_Task prompt_.
Only certain lines below are wanted: those starting at the line containing "Target: yellow petal" and ending at the line containing "column 192, row 106", both included, each retyped exactly.

_Given data_.

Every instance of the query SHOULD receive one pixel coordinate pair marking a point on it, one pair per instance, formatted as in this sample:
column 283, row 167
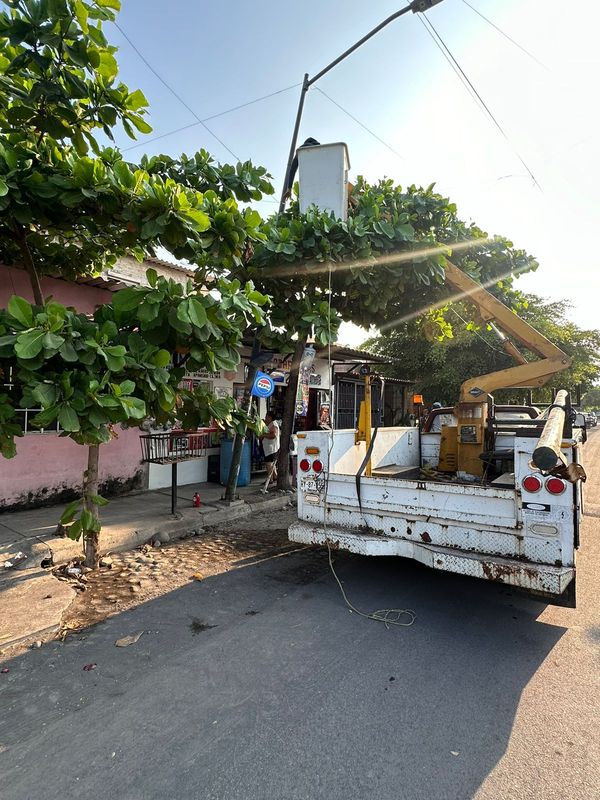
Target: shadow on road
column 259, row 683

* * *

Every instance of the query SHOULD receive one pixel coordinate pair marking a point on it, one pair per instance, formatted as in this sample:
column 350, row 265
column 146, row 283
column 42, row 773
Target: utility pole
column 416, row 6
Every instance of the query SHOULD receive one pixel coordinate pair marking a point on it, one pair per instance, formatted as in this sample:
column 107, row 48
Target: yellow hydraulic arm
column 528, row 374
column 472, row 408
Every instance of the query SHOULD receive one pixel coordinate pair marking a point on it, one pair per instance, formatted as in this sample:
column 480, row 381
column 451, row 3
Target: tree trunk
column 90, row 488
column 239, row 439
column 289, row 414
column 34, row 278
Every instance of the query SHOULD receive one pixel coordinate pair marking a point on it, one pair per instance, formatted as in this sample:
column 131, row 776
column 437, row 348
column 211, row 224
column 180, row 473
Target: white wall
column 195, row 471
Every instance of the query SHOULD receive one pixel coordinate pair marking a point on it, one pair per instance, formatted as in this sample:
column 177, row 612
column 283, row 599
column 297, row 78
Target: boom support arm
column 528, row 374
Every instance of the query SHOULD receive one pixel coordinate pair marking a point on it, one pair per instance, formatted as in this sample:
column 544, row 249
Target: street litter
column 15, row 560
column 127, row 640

--

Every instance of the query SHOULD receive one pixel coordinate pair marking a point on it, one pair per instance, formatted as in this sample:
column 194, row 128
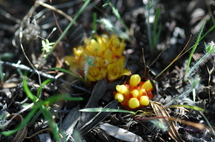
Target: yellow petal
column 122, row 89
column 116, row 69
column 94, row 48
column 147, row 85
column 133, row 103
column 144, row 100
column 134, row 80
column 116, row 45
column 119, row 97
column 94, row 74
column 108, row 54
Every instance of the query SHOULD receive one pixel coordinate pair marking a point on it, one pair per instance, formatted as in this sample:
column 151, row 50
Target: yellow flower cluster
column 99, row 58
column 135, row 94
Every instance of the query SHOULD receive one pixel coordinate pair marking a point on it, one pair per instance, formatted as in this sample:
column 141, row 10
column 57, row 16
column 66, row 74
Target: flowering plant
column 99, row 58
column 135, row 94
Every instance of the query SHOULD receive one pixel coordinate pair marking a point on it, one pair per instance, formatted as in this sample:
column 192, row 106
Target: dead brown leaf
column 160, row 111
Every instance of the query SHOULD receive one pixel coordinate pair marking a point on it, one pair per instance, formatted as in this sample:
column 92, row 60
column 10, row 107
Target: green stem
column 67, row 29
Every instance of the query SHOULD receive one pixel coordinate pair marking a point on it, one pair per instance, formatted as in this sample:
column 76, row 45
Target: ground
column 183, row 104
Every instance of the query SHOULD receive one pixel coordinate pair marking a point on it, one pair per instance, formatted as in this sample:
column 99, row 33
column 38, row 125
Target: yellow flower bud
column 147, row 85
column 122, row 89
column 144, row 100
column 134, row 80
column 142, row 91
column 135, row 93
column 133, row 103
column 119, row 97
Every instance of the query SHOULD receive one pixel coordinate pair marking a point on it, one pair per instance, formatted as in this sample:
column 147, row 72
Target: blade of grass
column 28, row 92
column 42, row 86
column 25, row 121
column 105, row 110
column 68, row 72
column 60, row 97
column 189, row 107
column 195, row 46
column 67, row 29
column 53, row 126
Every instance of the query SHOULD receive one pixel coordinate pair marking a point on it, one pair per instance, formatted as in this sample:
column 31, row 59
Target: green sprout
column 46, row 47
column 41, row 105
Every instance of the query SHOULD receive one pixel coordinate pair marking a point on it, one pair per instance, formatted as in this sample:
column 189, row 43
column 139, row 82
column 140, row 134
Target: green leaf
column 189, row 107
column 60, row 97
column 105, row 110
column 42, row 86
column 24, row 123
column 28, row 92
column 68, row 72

_Solution below_.
Target: yellow petal
column 122, row 89
column 116, row 69
column 94, row 48
column 147, row 85
column 133, row 103
column 144, row 100
column 134, row 80
column 116, row 45
column 119, row 97
column 94, row 74
column 108, row 54
Every instance of the query SHOULD receive one pixel coordinate pair marking a point on it, one pair per instance, formatted as in this sample:
column 151, row 50
Target: yellow flower cluster
column 99, row 58
column 135, row 94
Every instance of the query SHOULD receive one pixel coordinate pair marking a point on it, one pair per instance, formatted as in this sample:
column 141, row 10
column 57, row 16
column 66, row 74
Target: flowering plant
column 99, row 58
column 135, row 94
Every instance of the query SHOULD receive one pixel coordinate pair marking a point on it, one pair per instance, formatted as in this sample:
column 192, row 106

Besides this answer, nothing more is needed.